## [Problem description]
Turn every line of the listing below into a numbered list, leaving out any blank lines.

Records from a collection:
========================================
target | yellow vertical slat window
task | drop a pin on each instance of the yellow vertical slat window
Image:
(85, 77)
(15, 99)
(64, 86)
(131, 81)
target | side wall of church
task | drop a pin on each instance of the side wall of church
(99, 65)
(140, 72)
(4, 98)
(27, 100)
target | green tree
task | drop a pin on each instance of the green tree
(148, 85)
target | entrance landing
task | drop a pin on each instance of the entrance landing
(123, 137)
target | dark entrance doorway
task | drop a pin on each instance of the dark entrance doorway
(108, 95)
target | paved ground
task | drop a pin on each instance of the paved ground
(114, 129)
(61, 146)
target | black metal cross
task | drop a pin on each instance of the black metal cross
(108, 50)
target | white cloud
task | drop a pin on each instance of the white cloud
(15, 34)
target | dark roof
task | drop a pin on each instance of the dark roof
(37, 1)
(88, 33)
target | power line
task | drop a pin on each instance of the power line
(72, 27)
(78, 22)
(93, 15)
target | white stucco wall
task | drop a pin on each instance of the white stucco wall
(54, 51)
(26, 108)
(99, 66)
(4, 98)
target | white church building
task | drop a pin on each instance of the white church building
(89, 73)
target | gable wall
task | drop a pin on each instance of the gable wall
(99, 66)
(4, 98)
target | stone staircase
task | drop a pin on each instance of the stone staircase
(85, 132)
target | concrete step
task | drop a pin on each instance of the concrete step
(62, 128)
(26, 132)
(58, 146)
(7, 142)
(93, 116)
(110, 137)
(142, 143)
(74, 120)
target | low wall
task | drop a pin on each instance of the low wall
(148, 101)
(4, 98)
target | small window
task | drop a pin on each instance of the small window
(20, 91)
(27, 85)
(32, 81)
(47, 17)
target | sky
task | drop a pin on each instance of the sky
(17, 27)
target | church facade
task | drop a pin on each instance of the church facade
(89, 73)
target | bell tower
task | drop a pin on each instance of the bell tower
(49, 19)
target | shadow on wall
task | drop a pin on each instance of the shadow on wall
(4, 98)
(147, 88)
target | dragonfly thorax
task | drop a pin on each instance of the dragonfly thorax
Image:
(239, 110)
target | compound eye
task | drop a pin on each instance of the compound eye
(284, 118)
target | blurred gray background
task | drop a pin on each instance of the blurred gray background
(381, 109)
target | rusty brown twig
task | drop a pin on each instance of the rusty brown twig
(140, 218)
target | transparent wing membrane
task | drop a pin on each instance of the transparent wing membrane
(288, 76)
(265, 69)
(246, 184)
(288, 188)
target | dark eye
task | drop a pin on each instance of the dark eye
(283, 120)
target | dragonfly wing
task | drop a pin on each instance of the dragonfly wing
========================================
## [Solution for this task]
1. target | yellow vertical slat window
2. task | drop a pin on each instance of the yellow vertical slat window
3. Image:
4. (85, 77)
5. (15, 99)
6. (64, 86)
7. (131, 81)
8. target | side wall of church
9. task | drop a pin on each instance of the side wall of church
10. (99, 65)
11. (140, 72)
12. (4, 98)
13. (27, 100)
14. target | green tree
15. task | drop a pin on each instance of the green tree
16. (148, 85)
17. target | entrance landing
18. task | drop a pin on each instance of the entrance landing
19. (123, 137)
20. target | dark entrance doorway
21. task | drop a pin on each instance of the dark entrance doorway
22. (108, 95)
23. target | paved ground
24. task | drop a pin on each instance of the paved ground
25. (114, 129)
26. (61, 146)
27. target | black metal cross
28. task | drop a pin on each instance of the black metal cross
29. (108, 50)
30. target | white cloud
31. task | drop a pin on each instance of the white cloud
32. (15, 34)
33. target | dark roof
34. task | drop a pin on each instance of the dark roof
35. (37, 1)
36. (88, 33)
37. target | power line
38. task | drop a pin on each instance of the power line
39. (72, 27)
40. (78, 22)
41. (93, 15)
42. target | white stucco wall
43. task | drop a pin on each instance of the white stucco wall
44. (54, 51)
45. (26, 108)
46. (99, 66)
47. (4, 98)
48. target | white church building
49. task | drop a pin on each instance of the white church building
50. (89, 73)
51. target | gable wall
52. task | drop a pin on each instance of the gable wall
53. (99, 66)
54. (4, 98)
55. target | stone staircase
56. task | drop a pin on each instance of the stone staircase
57. (85, 132)
58. target | concrete step
59. task | drop a pin on each instance of the concrete step
60. (62, 128)
61. (26, 132)
62. (58, 146)
63. (7, 142)
64. (93, 116)
65. (110, 137)
66. (142, 143)
67. (74, 120)
68. target | low wall
69. task | drop a pin on each instance of the low wall
70. (148, 101)
71. (4, 98)
72. target | small window
73. task | drop a pin on each instance of the small window
74. (20, 91)
75. (27, 85)
76. (32, 81)
77. (47, 17)
78. target | sky
79. task | drop a pin on each instance of the sky
80. (17, 27)
81. target | church facade
82. task | drop a pin on each instance of the church facade
83. (89, 73)
84. target | bell tower
85. task | drop a pin on each instance of the bell tower
86. (49, 19)
87. target | shadow on wall
88. task | drop a pin on each instance of the shadow on wall
89. (4, 98)
90. (147, 88)
91. target | dragonfly thorax
92. task | drop a pin on each instance of the dragonfly thorax
93. Image:
94. (239, 110)
95. target | compound eye
96. task | drop a pin on each instance of the compound eye
97. (284, 118)
98. target | blurred gray background
99. task | drop a pin on each instance of the blurred gray background
100. (381, 109)
101. target | rusty brown twig
102. task | drop a pin on each instance of the rusty brown twig
103. (140, 218)
104. target | transparent wing membrane
105. task | drop a pin on each instance of the transparent wing membrane
106. (288, 76)
107. (265, 69)
108. (246, 184)
109. (288, 188)
110. target | dark eye
111. task | drop a pin on each instance of the dark eye
112. (283, 120)
113. target | dragonfly wing
114. task | drop a pin on each instance of the dragonfly wing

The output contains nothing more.